A “discrição” nos levou a reconhecer a crise atual da Igreja como um perigo para os fiéis, a compreender como seu testemunho ao mundo foi obscurecido e a enxergar, além do domínio humano, os “principados e potestades” que tramam o mal contra “o Senhor e os seus ungidos”, puxando as “pequenas cordas” de tudo o que usurpa a glória de Deus e prejudica os homens.
Para ter uma visão mais abrangente e discernir os espíritos, vale a pena olhar também para a situação atual do mundo. Não é difícil constatar que nações inteiras estão sob o domínio das trevas. Mesmo países outrora cristãos abriram as portas para grandes males, introduzindo políticas absurdas, como o aborto e a ideologia de gênero. Como resultado, os poderes do mal fizeram com que esses estados — com poucas exceções — pertencessem aos reinos sobre os quais Satanás governa. Se a isso juntarmos as guerras e as injustiças associadas a elas, veremos um mar de horror, cheio de corrupção e impureza.
Do ponto de vista humano, não há praticamente nenhuma esperança de mudança para melhor. Se a Igreja Católica, por causa de sua atual liderança, perder sua voz profética de correção frente a um mundo cada vez mais anticristão e até cooperar com poderes políticos corruptos, então aumenta o perigo de que se erga um governo anticristão que começará a perseguir aqueles que mantêm os mandamentos de Deus e o testemunho de Jesus. Tal governo pode se materializar no “filho da perdição” (2Ts 2,3): um Anticristo ou mesmo o último Anticristo, que se manifestará no Fim dos Tempos e exercerá um governo mundial satânico por algum tempo.
O trágico para nós, católicos, é que não podemos contar com as atuais autoridades eclesiásticas para identificar e advertir o rebanho, mas podemos até ser promotores desse “falso rei”, que trará grandes sofrimentos a toda a humanidade e, no pior dos casos, será adorado como uma espécie de Messias.
Sem dúvida, o resultado a que a “discretio” nos conduziu é grave. No entanto, nossa resposta a esta ameaça global à fé e à humanidade em geral deve ser colocar toda a nossa confiança em nosso Pai Celestial. Por mais que o inimigo se apresente como onipotente e pareça ter tomado todas as medidas, ele continua sendo o enganador de si mesmo.
Recordemos nossas meditações sobre o Evangelho de São João: o Senhor foi bloqueado de todas as formas para poder continuar sua missão de levar sua palavra aos homens e fazê-los experimentar a bondade do Pai celeste. Mesmo seus sinais e milagres eram vistos com desconfiança, e ele foi preso e levado perante Pilatos após a traição de Judas. Uma situação sem saída?

TAREFA:
Indique se cada afirmação a seguir concorda com o texto sobre a crise da Igreja, respondendo sim ou não e citando literalmente as palavras do texto que decidem a questão.
1. Países outrora cristãos introduziram o aborto e a ideologia de gênero como políticas.
2. Do ponto de vista humano, há grande esperança de mudança para melhor.
3. O Senhor foi preso e levado perante Herodes.

MATERIAL FORNECIDO:

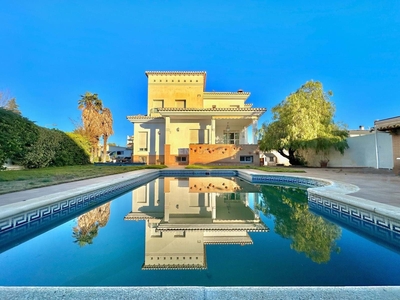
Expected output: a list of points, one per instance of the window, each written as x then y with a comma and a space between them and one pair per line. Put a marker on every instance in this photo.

RESPOSTA DA TAREFA:
1. Sim: "Mesmo países outrora cristãos abriram as portas para grandes males, introduzindo políticas absurdas, como o aborto e a ideologia de gênero."
2. Não: "Do ponto de vista humano, não há praticamente nenhuma esperança de mudança para melhor."
3. Não: "ele foi preso e levado perante Pilatos após a traição de Judas."